Rows from a pointing dataset
┄┄┄┄┄┄

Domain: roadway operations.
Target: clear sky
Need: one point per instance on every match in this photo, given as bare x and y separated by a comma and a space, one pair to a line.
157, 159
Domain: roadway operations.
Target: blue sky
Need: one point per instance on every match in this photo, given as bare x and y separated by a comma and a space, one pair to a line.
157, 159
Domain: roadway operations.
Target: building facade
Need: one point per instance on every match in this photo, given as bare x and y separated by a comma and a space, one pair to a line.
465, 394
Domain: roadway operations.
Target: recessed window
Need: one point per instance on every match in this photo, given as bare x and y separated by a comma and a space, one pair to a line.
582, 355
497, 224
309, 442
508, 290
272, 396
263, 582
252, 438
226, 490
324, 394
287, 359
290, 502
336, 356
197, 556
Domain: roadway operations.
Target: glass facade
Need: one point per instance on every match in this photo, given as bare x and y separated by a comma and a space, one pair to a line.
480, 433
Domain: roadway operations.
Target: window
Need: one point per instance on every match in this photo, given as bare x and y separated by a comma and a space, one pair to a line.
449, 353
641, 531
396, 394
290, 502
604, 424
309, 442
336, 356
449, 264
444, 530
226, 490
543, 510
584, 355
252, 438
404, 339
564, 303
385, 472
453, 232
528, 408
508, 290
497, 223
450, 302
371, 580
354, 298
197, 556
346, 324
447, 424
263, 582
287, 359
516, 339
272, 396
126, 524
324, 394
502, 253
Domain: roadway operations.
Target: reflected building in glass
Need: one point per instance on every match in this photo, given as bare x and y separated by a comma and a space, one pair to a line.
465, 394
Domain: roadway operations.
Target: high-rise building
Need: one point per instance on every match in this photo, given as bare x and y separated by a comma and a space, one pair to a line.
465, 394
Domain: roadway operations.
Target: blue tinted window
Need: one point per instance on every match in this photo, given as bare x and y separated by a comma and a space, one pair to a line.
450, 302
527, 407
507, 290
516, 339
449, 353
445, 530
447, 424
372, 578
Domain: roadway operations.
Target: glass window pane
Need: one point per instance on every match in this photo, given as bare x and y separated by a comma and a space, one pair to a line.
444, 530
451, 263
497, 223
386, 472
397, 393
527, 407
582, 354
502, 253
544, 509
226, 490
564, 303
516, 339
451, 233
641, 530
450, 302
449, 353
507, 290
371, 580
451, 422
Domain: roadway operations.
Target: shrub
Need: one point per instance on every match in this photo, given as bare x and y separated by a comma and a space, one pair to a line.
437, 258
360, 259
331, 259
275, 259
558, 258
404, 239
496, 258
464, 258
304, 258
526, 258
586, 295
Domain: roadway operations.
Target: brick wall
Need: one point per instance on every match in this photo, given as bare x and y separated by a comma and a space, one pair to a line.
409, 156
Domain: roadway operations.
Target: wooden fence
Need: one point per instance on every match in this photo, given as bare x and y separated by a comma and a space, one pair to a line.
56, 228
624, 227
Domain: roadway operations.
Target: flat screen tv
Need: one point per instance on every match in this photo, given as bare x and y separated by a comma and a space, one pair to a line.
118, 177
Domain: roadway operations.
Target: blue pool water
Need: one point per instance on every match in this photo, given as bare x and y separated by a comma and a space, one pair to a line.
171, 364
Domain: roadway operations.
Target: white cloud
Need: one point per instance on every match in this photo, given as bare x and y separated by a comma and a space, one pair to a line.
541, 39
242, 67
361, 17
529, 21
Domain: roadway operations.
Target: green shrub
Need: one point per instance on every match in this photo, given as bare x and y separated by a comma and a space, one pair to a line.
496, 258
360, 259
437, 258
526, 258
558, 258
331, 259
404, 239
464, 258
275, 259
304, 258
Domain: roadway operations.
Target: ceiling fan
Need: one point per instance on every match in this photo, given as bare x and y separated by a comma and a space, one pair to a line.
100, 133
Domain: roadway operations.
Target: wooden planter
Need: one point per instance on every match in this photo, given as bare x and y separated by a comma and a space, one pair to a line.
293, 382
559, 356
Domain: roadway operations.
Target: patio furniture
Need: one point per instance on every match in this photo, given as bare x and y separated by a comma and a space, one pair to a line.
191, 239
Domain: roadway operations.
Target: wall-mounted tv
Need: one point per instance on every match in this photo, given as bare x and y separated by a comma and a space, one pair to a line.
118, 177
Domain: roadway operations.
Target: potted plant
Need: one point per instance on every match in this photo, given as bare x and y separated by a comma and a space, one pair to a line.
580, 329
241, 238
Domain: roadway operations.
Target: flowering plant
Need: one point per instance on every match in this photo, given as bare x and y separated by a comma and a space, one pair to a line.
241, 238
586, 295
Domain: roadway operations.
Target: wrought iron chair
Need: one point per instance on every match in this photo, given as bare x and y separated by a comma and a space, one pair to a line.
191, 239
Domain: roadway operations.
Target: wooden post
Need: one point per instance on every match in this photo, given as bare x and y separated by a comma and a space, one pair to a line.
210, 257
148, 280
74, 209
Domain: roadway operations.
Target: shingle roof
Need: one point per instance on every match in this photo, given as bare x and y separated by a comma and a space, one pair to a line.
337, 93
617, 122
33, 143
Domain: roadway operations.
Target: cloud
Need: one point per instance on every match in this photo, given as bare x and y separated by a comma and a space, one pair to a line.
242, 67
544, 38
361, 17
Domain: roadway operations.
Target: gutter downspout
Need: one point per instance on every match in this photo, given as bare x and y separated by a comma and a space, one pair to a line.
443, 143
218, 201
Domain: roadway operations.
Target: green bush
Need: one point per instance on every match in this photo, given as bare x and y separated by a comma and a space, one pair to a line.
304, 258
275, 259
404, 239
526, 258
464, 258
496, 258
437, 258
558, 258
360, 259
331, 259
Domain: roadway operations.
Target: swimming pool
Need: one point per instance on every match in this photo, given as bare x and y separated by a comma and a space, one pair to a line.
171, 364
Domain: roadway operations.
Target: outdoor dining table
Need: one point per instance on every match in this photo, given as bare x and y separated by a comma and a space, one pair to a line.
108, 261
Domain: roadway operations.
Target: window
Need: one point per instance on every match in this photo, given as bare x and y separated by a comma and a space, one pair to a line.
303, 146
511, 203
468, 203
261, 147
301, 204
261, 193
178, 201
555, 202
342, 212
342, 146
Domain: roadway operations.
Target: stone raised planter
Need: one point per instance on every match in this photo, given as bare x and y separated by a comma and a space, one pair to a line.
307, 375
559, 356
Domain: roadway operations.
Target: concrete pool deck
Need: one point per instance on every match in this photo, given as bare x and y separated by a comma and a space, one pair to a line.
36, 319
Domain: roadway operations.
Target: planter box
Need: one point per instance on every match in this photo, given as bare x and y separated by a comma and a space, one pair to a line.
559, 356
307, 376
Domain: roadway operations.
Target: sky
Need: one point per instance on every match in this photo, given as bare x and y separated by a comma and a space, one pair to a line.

┄┄┄┄┄┄

Short exercise
Take the entries above and copy them out exactly.

Result
Domain: roadway operations.
Target: clear sky
Need: one point per instance on every match in this photo, given as bare x and y separated by a comma and a space, one pair to a line.
157, 159
Domain: roadway operations.
Target: blue sky
Need: one point per instance on every match in this photo, given as bare x and y separated by a comma and a space, one pair to a line.
157, 159
Domain: roadway operations.
Target: building facade
Need: one point per instance on every match in this photo, given as bare x and y separated by a comma and a space, one pair to a line.
465, 394
Domain: roadway operations.
Target: recessed window
Need: one point per instance on every match in this photo, given as bare x and y separated by a comma and a space, one pair to a line.
582, 355
497, 224
309, 442
508, 290
272, 396
263, 582
252, 438
226, 490
324, 394
287, 359
290, 502
336, 356
197, 556
Domain: roadway operations.
Target: glass facade
Need: one point per instance on every match in this photo, given as bare x and y separated by a comma and a space, one pair to a line.
480, 433
Domain: roadway operations.
Target: window
Need: one point per instance on every match in this photo, given as bare x and y separated by a comma and a space, one pair to a line.
449, 353
641, 531
396, 394
290, 502
604, 424
309, 442
336, 356
449, 264
444, 530
226, 490
543, 510
584, 355
252, 438
404, 339
564, 303
385, 472
453, 232
528, 408
508, 290
497, 223
450, 302
371, 580
354, 298
197, 556
346, 324
447, 424
263, 582
287, 359
516, 339
272, 396
126, 524
324, 394
502, 253
Domain: roadway operations.
Target: reflected building in glass
Need: one point per instance on every match in this photo, given as bare x and y separated by a comma and a space, one pair to a line.
465, 394
Domain: roadway operations.
Target: high-rise building
Need: one point per instance on every match in this photo, given as bare x and y separated by a comma and a space, one pair to a line.
465, 394
Domain: roadway operations.
Target: blue tinted window
Need: one point per instance on every match in this photo, given as bare x and y separated by a comma and a space, one pair to a line.
450, 302
527, 407
507, 290
516, 339
449, 353
445, 530
447, 424
372, 578
Domain: roadway operations.
Target: glass window pane
Need: one point per instance on every match in this photo, given as bare x and y separated by a comma and a space, one pair to a line.
444, 530
451, 263
497, 223
386, 472
397, 393
527, 407
582, 354
502, 253
544, 509
226, 490
564, 303
516, 339
451, 233
641, 530
450, 302
449, 353
507, 290
371, 580
451, 422
Domain: roadway operations.
Target: shrub
Need: one point per instance on every match in this photo, given as bare x and y separated by a comma and a space, one pair to a line.
437, 258
360, 259
331, 259
275, 259
558, 258
404, 239
496, 258
464, 258
304, 258
526, 258
586, 295
Domain: roadway operations.
Target: brick wall
Need: one point per instance on every match in this photo, given as bare x and y separated by a comma and a space, one pair to a line.
409, 156
Domain: roadway operations.
Target: wooden fence
Need: one point per instance on every match in this photo, given as bare x and y separated by a comma and a space, one pair to a line.
56, 228
624, 227
Domain: roadway operations.
Target: flat screen tv
Need: one point per instance on every match in this photo, given as bare x and y separated by a comma and a space, one pair to a line.
118, 177
Domain: roadway operations.
Target: blue pool water
Need: one point per instance on every match in this photo, given as bare x and y separated by a comma and a space, one pair to a line.
171, 364
Domain: roadway operations.
Target: white cloud
Need: one point per instance on every match in this photo, given as bare x and y separated by a comma and a space, one pair to a line.
541, 39
242, 67
361, 17
529, 21
Domain: roadway operations.
Target: green shrub
Need: one point per instance on every match in this photo, given as bare x and y separated by a comma and a space, one pair to a line.
496, 258
360, 259
437, 258
526, 258
558, 258
331, 259
404, 239
464, 258
275, 259
304, 258
Domain: roadway operations.
Target: ceiling fan
Need: one point per instance on every match in this photo, given as bare x and y separated by a comma and a space, one pair to a line.
100, 133
Domain: roadway operations.
Target: wooden planter
Need: one point per instance on every match in this photo, given as bare x and y separated by a comma and a space, one pair to a line.
293, 382
559, 356
Domain: roadway operations.
Target: patio furniture
Need: one point per instance on every match in this photo, given as bare x and y separated by a comma and a space, one pair to a line.
191, 239
Domain: roadway operations.
Target: wall-mounted tv
Need: one point per instance on every match in this photo, given as bare x and y separated by a comma and a space, one pair to a line.
118, 177
Domain: roadway operations.
Target: potted plant
Need: one point per instance on every match in this photo, given as bare x and y separated by a comma and a space, one pair to a line.
580, 329
241, 238
Domain: roadway operations.
Target: flowering plant
Need: one point per instance on every match in this photo, given as bare x and y separated by a comma and a space, one pair to a line.
241, 238
586, 295
Domain: roadway operations.
Target: wrought iron chair
Need: one point per instance on every match in this photo, given as bare x and y separated by a comma and a space, one pair to a line.
191, 239
Domain: roadway operations.
Target: wooden post
Need: one point per instance on every match in this photo, given as bare x and y separated by a comma and a space, one pair to a line.
210, 257
148, 280
74, 209
Domain: roadway operations.
Target: shingle roof
Need: one point per instance on every match in this photo, given as bare x and y separated by a comma and a space, one pair to a line.
337, 93
617, 122
33, 143
Domain: roadway operations.
Target: cloud
Need: one point per instance on every match in this photo, given as bare x and y separated by a comma and a space, one pair to a line.
242, 67
544, 38
361, 17
Domain: roadway operations.
Target: gutter downspout
Need: one point per instance on every match in this photo, given as bare x and y separated by a comma and a space, one pair to a line.
443, 143
218, 201
Domain: roadway operations.
Target: green bush
Need: one point per instance on every match in this photo, given as bare x and y separated by a comma and a space, one pair to a line.
304, 258
275, 259
404, 239
526, 258
464, 258
496, 258
437, 258
558, 258
360, 259
331, 259
Domain: roadway operations.
Target: swimming pool
Need: one point per instance on every match in this photo, given as bare x and y separated by a comma and a space, one pair to a line.
171, 364
Domain: roadway operations.
Target: outdoor dining table
Need: one point per instance on every match in this photo, given as bare x and y separated by a comma and a space, one pair to a line.
108, 261
Domain: roadway operations.
Target: window
Need: one point per instance on every match in this photo, given as bare x and y separated by a comma and a space, one pair to a line.
303, 146
511, 203
468, 203
261, 147
301, 204
261, 193
178, 201
555, 202
342, 212
342, 146
Domain: roadway operations.
Target: stone raised planter
Need: one point per instance on every match in this photo, given as bare x and y separated by a comma and a space, one pair to a line.
307, 375
559, 356
Domain: roadway operations.
Target: concrete pool deck
Need: one point per instance on every match in this photo, given as bare x and y separated by a comma and a space, one pair to a line.
36, 319
Domain: roadway operations.
Target: planter box
Need: one point per instance on every match in this photo, given as bare x and y separated by a comma and a space, one pair to a line.
559, 356
307, 376
Domain: roadway operations.
Target: sky
Need: one point per instance on every match in this photo, given as bare x and y separated by a comma and a space, one pair to a line.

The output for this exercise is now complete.